Exercise
Please rewrite the items from the line holding "locate: white ceiling" through the last item, inclusive, keeping the requests. Shift every coordinate in the answers up by 30, and leave the numbers in the requests and their format samples unchanged.

Records supplied
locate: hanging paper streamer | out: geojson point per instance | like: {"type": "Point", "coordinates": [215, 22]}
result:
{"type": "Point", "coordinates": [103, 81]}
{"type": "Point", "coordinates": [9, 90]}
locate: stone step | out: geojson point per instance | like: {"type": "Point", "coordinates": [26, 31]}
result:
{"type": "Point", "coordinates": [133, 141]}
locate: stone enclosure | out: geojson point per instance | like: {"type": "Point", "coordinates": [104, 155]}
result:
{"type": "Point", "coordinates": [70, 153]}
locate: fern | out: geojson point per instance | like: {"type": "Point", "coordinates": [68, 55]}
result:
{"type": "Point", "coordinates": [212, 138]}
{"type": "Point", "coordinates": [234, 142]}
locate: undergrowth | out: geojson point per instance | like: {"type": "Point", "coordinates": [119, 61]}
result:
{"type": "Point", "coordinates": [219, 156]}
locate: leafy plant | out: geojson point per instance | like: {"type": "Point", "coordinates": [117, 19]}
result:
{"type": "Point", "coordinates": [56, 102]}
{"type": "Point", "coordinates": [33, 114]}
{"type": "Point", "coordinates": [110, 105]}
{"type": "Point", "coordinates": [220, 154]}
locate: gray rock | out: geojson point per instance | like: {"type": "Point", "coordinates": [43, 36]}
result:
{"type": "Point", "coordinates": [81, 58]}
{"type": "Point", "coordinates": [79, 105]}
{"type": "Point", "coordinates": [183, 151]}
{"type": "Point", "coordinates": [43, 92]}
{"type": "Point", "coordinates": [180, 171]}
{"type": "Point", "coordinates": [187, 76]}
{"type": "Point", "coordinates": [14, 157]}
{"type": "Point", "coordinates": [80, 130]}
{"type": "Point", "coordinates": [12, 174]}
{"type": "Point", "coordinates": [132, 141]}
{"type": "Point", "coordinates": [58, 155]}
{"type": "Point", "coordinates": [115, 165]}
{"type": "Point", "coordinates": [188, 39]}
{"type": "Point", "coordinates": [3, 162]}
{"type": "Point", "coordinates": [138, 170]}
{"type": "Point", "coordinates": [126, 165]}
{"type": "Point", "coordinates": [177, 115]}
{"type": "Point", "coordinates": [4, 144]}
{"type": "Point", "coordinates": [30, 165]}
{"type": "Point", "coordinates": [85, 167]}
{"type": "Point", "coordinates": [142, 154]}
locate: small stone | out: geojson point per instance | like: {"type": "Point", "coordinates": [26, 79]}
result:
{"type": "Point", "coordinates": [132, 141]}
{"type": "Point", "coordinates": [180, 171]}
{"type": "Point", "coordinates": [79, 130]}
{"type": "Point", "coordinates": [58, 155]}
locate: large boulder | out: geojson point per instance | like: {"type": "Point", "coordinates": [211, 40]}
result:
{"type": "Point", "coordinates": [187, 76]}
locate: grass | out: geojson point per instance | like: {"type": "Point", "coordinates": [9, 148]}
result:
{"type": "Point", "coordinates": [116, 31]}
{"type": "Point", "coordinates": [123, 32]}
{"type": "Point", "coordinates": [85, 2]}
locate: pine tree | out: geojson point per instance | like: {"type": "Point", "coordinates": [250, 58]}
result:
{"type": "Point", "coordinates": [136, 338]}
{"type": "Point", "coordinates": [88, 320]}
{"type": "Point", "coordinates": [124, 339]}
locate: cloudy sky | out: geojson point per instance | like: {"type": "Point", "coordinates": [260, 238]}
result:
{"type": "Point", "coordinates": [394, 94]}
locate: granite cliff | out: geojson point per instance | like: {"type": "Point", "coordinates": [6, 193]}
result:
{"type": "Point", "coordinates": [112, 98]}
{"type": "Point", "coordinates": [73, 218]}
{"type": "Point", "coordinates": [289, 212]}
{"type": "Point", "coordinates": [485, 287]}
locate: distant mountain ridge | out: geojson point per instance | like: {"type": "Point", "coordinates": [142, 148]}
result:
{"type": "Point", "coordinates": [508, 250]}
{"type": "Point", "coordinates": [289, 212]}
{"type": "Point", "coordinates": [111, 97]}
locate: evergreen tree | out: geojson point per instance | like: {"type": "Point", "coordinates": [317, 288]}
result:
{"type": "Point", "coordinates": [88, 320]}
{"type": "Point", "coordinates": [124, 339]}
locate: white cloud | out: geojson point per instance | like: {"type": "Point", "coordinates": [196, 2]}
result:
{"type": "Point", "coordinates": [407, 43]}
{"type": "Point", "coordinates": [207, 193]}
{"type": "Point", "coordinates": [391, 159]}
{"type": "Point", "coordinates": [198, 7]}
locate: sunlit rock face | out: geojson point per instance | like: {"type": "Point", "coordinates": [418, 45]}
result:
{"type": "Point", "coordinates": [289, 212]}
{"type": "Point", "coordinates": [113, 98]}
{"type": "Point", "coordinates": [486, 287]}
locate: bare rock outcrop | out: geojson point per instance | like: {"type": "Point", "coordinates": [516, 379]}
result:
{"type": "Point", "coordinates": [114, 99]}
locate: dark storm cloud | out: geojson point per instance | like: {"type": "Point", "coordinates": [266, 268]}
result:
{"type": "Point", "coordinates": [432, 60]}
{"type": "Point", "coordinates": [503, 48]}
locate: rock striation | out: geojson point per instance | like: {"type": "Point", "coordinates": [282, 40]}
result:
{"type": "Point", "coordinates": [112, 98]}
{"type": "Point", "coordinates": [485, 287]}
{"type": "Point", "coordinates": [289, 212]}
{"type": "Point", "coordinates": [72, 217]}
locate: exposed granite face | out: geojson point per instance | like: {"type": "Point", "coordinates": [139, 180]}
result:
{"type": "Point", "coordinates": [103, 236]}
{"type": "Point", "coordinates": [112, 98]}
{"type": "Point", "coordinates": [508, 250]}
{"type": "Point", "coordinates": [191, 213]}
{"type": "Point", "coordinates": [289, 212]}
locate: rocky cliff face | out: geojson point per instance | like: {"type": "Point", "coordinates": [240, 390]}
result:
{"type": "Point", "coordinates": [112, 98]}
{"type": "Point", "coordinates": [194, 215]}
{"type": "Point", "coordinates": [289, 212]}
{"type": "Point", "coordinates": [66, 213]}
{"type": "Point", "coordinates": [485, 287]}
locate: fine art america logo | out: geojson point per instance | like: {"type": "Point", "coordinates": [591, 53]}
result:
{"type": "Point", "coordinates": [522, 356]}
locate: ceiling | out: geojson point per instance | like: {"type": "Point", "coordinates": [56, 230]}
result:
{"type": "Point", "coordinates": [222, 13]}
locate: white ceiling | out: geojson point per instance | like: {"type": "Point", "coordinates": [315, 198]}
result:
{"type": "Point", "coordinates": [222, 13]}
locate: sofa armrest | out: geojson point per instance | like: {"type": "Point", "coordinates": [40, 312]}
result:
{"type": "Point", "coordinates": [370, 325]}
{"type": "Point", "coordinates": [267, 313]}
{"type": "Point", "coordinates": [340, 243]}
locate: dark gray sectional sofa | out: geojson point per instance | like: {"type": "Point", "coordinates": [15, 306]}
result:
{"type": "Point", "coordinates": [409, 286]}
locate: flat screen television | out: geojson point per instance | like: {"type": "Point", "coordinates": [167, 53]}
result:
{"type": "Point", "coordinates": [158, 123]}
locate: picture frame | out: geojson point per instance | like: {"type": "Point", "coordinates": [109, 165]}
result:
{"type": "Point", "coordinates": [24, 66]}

Exercise output
locate: white ceiling | out: geojson point per instance | like: {"type": "Point", "coordinates": [315, 198]}
result:
{"type": "Point", "coordinates": [252, 43]}
locate: sofa armrest | out: geojson point per instance | like: {"type": "Point", "coordinates": [40, 312]}
result:
{"type": "Point", "coordinates": [400, 355]}
{"type": "Point", "coordinates": [297, 343]}
{"type": "Point", "coordinates": [370, 273]}
locate: dark gray sectional sofa | out: geojson point per instance | like: {"type": "Point", "coordinates": [15, 306]}
result:
{"type": "Point", "coordinates": [439, 316]}
locate: flat screen television | out: geojson point per instance | like: {"type": "Point", "coordinates": [167, 53]}
result:
{"type": "Point", "coordinates": [188, 153]}
locate: picture frame | out: geojson point per instance | like: {"type": "Point", "coordinates": [109, 165]}
result:
{"type": "Point", "coordinates": [54, 96]}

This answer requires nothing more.